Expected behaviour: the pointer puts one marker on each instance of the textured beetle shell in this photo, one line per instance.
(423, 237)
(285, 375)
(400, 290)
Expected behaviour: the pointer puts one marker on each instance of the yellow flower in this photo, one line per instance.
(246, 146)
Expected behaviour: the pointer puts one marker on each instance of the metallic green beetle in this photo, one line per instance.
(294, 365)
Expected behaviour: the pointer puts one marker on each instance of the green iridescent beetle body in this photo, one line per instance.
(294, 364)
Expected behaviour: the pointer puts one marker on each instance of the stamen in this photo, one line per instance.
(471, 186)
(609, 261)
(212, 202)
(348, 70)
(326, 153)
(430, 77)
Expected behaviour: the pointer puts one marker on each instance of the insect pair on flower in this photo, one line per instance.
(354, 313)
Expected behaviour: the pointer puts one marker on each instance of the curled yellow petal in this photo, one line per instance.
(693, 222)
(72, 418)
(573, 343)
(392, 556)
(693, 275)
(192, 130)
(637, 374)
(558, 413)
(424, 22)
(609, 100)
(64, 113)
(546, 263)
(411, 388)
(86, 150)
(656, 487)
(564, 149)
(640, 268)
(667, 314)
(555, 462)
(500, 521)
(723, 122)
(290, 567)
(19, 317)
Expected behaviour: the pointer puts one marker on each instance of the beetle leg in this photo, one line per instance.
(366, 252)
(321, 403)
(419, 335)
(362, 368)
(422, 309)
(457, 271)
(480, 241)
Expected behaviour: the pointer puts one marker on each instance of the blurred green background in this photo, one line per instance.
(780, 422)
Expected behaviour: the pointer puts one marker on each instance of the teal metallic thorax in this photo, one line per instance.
---
Render all of the material above as a Markdown table with two columns, "Row" for a running number and "Text" for each line. Leave out any blank lines.

PROBLEM SOLUTION =>
| Row | Text |
|---|---|
| 1 | Expected behaviour: the pointer puts one marker on each instance of the textured beetle shell in this photo, one line per instance. |
| 2 | (423, 237) |
| 3 | (285, 375) |
| 4 | (400, 290) |
| 5 | Expected behaviour: the pointer puts one marker on each instance of the yellow flower in this photo, one line per instance. |
| 6 | (246, 146) |
| 7 | Expected behaviour: the pointer puts one marker on each instance of the metallic green beetle in this photo, one line per instance. |
| 8 | (294, 365) |
| 9 | Expected behaviour: the pointer puts one marker on each instance of the green iridescent beetle body in this photo, one line per instance. |
| 10 | (294, 364) |
| 11 | Expected behaviour: the pointer puts one marker on each instance of the stamen in this photo, one line per instance. |
| 12 | (471, 186) |
| 13 | (609, 261) |
| 14 | (212, 202) |
| 15 | (348, 70) |
| 16 | (326, 153) |
| 17 | (430, 77) |
| 18 | Expected behaviour: the pointer puts one marker on each instance of the insect pair on flower in this photo, one line per instance. |
| 19 | (354, 313) |
| 20 | Expected behaviour: the pointer puts one marker on each instance of the curled yellow petal in this photo, one line per instance. |
| 21 | (693, 222) |
| 22 | (72, 418) |
| 23 | (573, 343) |
| 24 | (392, 556) |
| 25 | (693, 275) |
| 26 | (192, 130) |
| 27 | (637, 374) |
| 28 | (558, 413) |
| 29 | (424, 22) |
| 30 | (609, 100) |
| 31 | (64, 113) |
| 32 | (546, 263) |
| 33 | (411, 388) |
| 34 | (86, 150) |
| 35 | (656, 487) |
| 36 | (564, 149) |
| 37 | (640, 268) |
| 38 | (667, 314) |
| 39 | (555, 462) |
| 40 | (500, 521) |
| 41 | (723, 122) |
| 42 | (290, 567) |
| 43 | (19, 317) |
| 44 | Expected behaviour: the pointer puts one marker on each instance of the beetle leg in this photo, one line per instance. |
| 45 | (366, 252) |
| 46 | (321, 403) |
| 47 | (419, 335) |
| 48 | (362, 368) |
| 49 | (422, 309) |
| 50 | (457, 271) |
| 51 | (480, 241) |
| 52 | Expected behaviour: the pointer puts one marker on each instance of the blurred green background in this photo, one line per instance. |
| 53 | (780, 422) |
| 54 | Expected behaviour: the pointer puts one marker on each instance of the teal metallic thorax in this photo, one line per instance. |